Task description: Rewrite these rows with "a point per instance" replaced by "one point for each instance" everywhere it occurs, leaving everything else unchanged.

Data lines:

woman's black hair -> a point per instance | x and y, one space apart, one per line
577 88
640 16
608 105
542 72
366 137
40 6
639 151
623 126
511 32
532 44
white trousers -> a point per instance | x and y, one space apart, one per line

Reply:
woman's black hair -> one point for each instance | x and y, one space apart, one per line
577 88
640 16
608 105
542 72
366 137
40 6
639 151
623 126
511 32
532 44
white trousers -> one point for each instance | x and y, one space apart, one per line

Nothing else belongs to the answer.